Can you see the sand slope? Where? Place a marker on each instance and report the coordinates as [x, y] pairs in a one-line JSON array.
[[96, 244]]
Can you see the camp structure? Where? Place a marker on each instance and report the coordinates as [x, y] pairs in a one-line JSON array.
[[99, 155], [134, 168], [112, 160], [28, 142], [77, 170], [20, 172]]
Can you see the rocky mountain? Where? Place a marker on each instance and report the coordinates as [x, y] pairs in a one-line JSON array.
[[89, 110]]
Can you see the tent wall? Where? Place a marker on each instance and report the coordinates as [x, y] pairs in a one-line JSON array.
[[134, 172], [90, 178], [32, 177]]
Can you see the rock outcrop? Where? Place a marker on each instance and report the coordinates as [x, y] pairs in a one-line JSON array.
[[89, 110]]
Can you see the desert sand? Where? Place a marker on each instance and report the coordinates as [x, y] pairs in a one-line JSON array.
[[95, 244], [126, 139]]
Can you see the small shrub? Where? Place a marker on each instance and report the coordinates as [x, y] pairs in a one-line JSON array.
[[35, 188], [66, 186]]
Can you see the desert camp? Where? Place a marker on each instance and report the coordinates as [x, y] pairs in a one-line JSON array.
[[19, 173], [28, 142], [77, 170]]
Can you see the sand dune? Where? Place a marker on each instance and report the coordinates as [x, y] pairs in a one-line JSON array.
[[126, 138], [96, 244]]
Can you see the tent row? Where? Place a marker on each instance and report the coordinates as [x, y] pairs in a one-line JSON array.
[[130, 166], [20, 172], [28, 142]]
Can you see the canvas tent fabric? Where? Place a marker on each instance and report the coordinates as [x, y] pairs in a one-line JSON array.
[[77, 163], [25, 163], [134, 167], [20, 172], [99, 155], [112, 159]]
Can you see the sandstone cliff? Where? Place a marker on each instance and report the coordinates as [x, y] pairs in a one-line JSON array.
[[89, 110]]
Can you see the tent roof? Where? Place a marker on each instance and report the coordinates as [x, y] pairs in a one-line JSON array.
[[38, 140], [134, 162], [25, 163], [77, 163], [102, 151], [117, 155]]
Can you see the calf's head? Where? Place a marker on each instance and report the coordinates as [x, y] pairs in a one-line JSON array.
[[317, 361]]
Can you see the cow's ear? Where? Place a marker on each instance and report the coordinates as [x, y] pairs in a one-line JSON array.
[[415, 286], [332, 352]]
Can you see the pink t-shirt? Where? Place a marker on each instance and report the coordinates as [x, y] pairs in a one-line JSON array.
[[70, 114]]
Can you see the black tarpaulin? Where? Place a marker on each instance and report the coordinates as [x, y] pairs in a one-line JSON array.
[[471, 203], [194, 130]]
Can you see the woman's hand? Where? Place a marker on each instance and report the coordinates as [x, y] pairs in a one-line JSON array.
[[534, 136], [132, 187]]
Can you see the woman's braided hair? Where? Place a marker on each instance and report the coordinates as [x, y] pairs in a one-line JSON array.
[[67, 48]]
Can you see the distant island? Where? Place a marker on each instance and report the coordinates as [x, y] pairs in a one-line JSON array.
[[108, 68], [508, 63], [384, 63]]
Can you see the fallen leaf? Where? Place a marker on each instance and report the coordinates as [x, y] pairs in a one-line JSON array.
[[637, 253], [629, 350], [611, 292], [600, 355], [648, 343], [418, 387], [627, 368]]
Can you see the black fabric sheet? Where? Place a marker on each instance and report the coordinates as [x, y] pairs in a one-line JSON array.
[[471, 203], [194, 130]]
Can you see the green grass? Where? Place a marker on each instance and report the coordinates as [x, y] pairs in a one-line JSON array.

════════════════

Rewrite the listing above as a numbered list covering every line, and omit any blank lines.

Written answer:
1. Can you see the sand slope? Where? Place a marker on each instance and report the coordinates as [x, y] pairs in a one-line JSON array.
2. [[96, 244]]
3. Can you see the camp structure? Where? Place a marker on each instance and report the coordinates as [x, y] pairs in a one-line JSON array.
4. [[99, 155], [134, 168], [112, 160], [28, 142], [77, 170], [20, 172]]
5. Can you see the rocky mountain? Where? Place a marker on each instance and report the coordinates as [x, y] pairs in a one-line JSON array.
6. [[89, 110]]
7. Can you see the tent wall? Where? Place a marker on each instance and report the coordinates as [x, y] pairs in a one-line JSON array.
8. [[134, 172], [90, 178], [32, 177]]
9. Can you see the rock outcrop? Where? Place a marker on each instance and report the coordinates as [x, y] pairs in a one-line JSON array.
10. [[89, 110]]
11. Can you see the desert sand? Where? Place a marker on each instance and report the coordinates as [x, y] pairs in a one-line JSON array.
12. [[95, 244], [126, 139]]
13. Can you see the small shrub? Where? Place a marker on each instance and report the coordinates as [x, y] pairs in a one-line JSON array.
14. [[35, 188], [66, 186]]
15. Can you see the desert camp? Where? Place a marker on each instance and report the coordinates as [x, y] pairs in a one-line JSON array.
16. [[19, 173], [28, 142], [77, 170]]
17. Can you see the sand dune? Where? Place a marker on each instance and report the coordinates as [x, y] pairs in a one-line JSON array.
18. [[126, 138], [96, 244]]
19. Can you see the tent row? Where? Place a marker on each instance and report the coordinates as [x, y] pairs in a one-line JSON array.
20. [[130, 166], [20, 172], [28, 142]]
21. Can you see the canvas tent fabric? Where? Place a marker on each instance and report the coordinates as [x, y] pairs in a one-line JSON array.
22. [[77, 163], [25, 163], [134, 167], [20, 172], [99, 155], [112, 159]]
23. Can you see the sandstone cliff? Where? Place a marker on each instance and report the coordinates as [x, y] pairs in a one-line JSON array.
24. [[89, 110]]
25. Can you see the tent roof? Where? Place a marker on each instance and report the coordinates as [x, y] pairs in a one-line JSON array.
26. [[38, 140], [134, 162], [25, 163], [77, 163], [102, 151], [117, 155]]
27. Can you see the calf's head? Where? Place a marker on each instance and report the coordinates as [x, y] pairs in a one-line JSON array.
28. [[317, 361]]
29. Can you see the cow's ear? Where? Place a marker on each instance and report the coordinates as [x, y] pairs in a one-line JSON array.
30. [[415, 286], [332, 352]]
31. Can you see the pink t-shirt? Where? Place a marker on each instance and report the coordinates as [x, y] pairs in a one-line JSON array.
32. [[70, 114]]
33. Can you see the black tarpaulin? Where? Place a marker on each instance and report the coordinates as [x, y] pairs in a one-line JSON array.
34. [[471, 203], [194, 130]]
35. Can you see the woman's hand? Where? Place a marker on each instance and report the coordinates as [x, y] pairs in a one-line JSON array.
36. [[534, 136], [132, 187]]
37. Can you see the woman's braided hair? Where? Place a marker on each instance and report the coordinates as [x, y] pairs in a one-line JSON array.
38. [[67, 48]]
39. Can you see the distant island? Where? Place a marker on each instance and report the coordinates as [x, y] pairs in a one-line JSON array.
40. [[108, 68], [508, 63], [384, 63]]
41. Can you see the fallen leaf? Where? Place a marker on each instance and report the coordinates as [x, y] pairs in a one-line JSON array.
42. [[637, 253], [629, 350], [611, 292], [600, 355], [648, 343], [418, 387], [627, 368]]
43. Can you see the black fabric sheet? Where? Place a marker on each instance and report the coordinates as [x, y] pairs in a one-line JSON array.
44. [[471, 203], [194, 130]]
45. Can you see the green grass? Where? Place a marker on each instance and report the coordinates as [x, y] pairs in a one-line JSON array.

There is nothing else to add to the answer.